Start at the line below containing "Task: point: the left" and stop at the line containing "Task: point: the butterfly wing". Repeat every line of that stretch exactly, and nothing outside it.
== Segment start ==
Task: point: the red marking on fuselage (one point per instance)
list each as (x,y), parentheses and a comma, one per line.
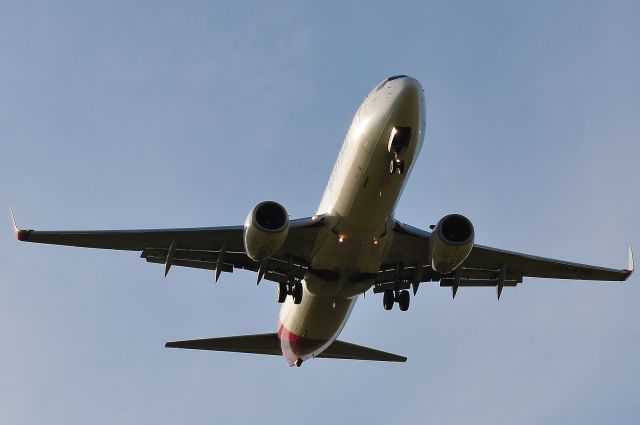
(298,345)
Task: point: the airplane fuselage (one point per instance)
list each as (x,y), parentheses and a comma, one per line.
(358,205)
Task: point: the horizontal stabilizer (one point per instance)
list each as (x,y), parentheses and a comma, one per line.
(270,344)
(256,344)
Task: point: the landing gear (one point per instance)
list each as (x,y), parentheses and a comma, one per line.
(297,293)
(396,165)
(294,290)
(281,293)
(403,300)
(390,297)
(399,139)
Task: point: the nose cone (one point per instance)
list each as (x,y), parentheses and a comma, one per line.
(408,93)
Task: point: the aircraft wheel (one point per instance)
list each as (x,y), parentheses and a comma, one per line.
(281,293)
(404,300)
(297,293)
(388,299)
(396,166)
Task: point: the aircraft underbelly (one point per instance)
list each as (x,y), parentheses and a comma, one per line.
(358,204)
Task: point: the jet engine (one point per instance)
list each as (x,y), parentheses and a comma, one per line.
(265,230)
(450,243)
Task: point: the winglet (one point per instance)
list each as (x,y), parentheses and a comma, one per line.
(21,235)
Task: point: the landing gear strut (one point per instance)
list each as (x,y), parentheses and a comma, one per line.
(390,297)
(295,290)
(396,165)
(398,140)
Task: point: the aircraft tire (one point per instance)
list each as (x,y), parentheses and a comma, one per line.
(281,293)
(388,299)
(404,299)
(297,293)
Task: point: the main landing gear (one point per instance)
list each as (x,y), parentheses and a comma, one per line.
(390,297)
(295,290)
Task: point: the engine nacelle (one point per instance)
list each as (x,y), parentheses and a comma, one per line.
(265,230)
(451,243)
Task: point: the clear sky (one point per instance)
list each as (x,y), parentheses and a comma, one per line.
(169,114)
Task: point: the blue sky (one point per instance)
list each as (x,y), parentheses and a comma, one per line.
(167,114)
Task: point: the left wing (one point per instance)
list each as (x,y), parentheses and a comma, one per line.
(214,248)
(407,264)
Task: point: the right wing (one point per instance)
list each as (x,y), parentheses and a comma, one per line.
(407,264)
(214,248)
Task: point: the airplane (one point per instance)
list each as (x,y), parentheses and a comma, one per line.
(323,263)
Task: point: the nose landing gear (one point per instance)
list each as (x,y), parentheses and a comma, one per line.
(396,165)
(398,141)
(390,297)
(295,290)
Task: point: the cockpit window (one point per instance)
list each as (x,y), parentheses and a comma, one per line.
(393,77)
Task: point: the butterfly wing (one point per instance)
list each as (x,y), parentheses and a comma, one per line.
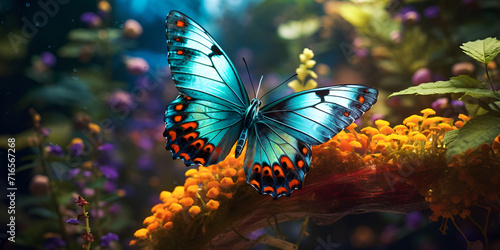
(200,68)
(286,129)
(200,131)
(204,122)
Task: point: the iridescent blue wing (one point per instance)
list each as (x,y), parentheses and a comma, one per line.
(286,129)
(200,68)
(200,131)
(204,122)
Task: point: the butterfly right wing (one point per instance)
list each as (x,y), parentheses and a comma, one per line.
(199,131)
(200,68)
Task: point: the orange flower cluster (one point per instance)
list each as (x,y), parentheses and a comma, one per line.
(213,191)
(201,194)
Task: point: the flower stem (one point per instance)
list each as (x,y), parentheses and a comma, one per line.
(53,197)
(488,76)
(87,225)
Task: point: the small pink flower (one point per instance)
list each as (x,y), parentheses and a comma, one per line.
(422,75)
(137,66)
(132,29)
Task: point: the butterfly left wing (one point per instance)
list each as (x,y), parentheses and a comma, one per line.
(285,130)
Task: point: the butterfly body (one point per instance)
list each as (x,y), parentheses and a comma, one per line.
(214,112)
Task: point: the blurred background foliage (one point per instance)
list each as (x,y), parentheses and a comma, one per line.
(104,62)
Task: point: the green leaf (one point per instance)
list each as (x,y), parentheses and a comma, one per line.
(457,84)
(479,130)
(482,50)
(450,136)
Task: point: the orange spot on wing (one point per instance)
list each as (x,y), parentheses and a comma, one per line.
(255,183)
(209,148)
(199,160)
(180,23)
(191,136)
(269,189)
(198,143)
(286,163)
(300,163)
(278,171)
(257,168)
(187,125)
(172,135)
(293,183)
(175,147)
(266,171)
(185,156)
(361,99)
(281,190)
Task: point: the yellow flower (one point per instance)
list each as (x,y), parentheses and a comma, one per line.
(175,207)
(169,225)
(213,204)
(188,201)
(213,193)
(141,233)
(194,210)
(226,182)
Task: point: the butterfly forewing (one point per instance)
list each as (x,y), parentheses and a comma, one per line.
(204,122)
(199,67)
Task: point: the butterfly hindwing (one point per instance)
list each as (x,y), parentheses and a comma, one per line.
(279,162)
(285,130)
(200,132)
(315,116)
(200,68)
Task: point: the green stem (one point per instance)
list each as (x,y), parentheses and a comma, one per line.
(488,76)
(53,197)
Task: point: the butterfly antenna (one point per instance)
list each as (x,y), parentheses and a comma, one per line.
(249,76)
(294,75)
(258,88)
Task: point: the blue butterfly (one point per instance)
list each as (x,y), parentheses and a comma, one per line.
(214,112)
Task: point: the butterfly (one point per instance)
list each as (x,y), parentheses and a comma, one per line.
(213,112)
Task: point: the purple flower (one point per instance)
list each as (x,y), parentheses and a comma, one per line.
(109,186)
(422,75)
(109,172)
(106,239)
(53,243)
(73,221)
(45,131)
(144,162)
(48,58)
(414,220)
(76,149)
(73,172)
(106,147)
(440,103)
(432,11)
(54,150)
(457,103)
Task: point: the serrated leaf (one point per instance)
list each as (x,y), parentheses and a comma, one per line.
(458,84)
(479,130)
(484,50)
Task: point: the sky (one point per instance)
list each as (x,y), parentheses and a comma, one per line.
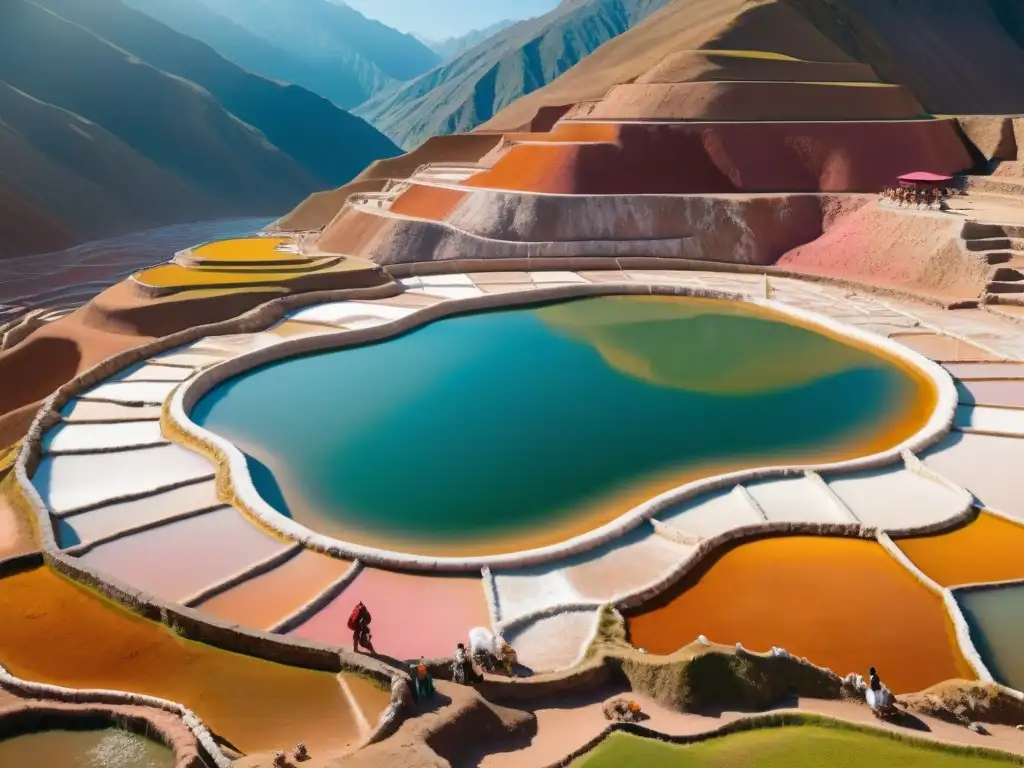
(438,19)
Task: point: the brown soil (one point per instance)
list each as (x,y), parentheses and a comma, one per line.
(991,135)
(318,209)
(16,535)
(427,202)
(955,558)
(694,66)
(894,249)
(438,733)
(351,232)
(964,700)
(811,596)
(736,100)
(57,632)
(733,158)
(29,229)
(682,26)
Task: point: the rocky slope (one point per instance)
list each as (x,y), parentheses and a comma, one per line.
(113,122)
(454,46)
(956,58)
(333,36)
(462,93)
(194,18)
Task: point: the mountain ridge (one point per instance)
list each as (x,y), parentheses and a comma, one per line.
(73,154)
(462,93)
(334,36)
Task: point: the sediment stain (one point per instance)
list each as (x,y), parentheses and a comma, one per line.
(845,604)
(56,632)
(988,549)
(504,430)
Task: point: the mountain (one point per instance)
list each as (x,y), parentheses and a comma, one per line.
(113,122)
(978,71)
(453,46)
(195,19)
(333,36)
(467,91)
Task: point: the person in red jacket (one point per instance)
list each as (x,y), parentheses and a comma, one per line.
(358,623)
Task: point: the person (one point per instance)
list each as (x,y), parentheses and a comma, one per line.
(358,623)
(509,657)
(876,683)
(423,683)
(483,648)
(462,667)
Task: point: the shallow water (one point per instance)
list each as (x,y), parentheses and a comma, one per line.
(57,632)
(488,432)
(815,597)
(793,747)
(988,549)
(86,749)
(996,620)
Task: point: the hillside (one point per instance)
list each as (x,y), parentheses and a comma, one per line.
(469,90)
(454,46)
(963,57)
(334,37)
(100,141)
(196,19)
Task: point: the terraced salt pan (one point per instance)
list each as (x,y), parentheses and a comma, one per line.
(484,279)
(267,599)
(81,437)
(70,482)
(988,466)
(344,312)
(988,419)
(795,500)
(413,614)
(451,292)
(895,498)
(130,391)
(177,560)
(85,412)
(630,563)
(145,372)
(189,357)
(942,347)
(104,521)
(986,370)
(555,276)
(523,592)
(712,514)
(555,642)
(1006,393)
(666,275)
== Segment end ==
# Response area:
Task: point: the left wing (one point per instance)
list each as (x,y), parentheses and a comma, one per line.
(214,248)
(407,264)
Task: point: the right wing (one point per instance)
list each as (x,y), parentheses and a comma, one per line.
(407,264)
(214,248)
Task: point: the airplane (one point per instance)
list each as (x,y), parentheses and a comma, one per line.
(323,263)
Task: point: the nose landing gear (one point per instance)
list each as (x,y), parentheses and a comma, one per line.
(396,165)
(398,141)
(390,297)
(295,290)
Task: point: the cockpit window (one point per instance)
list each as (x,y), parentheses and a comma, one per line.
(393,77)
Task: point: the butterfly wing (one point per instance)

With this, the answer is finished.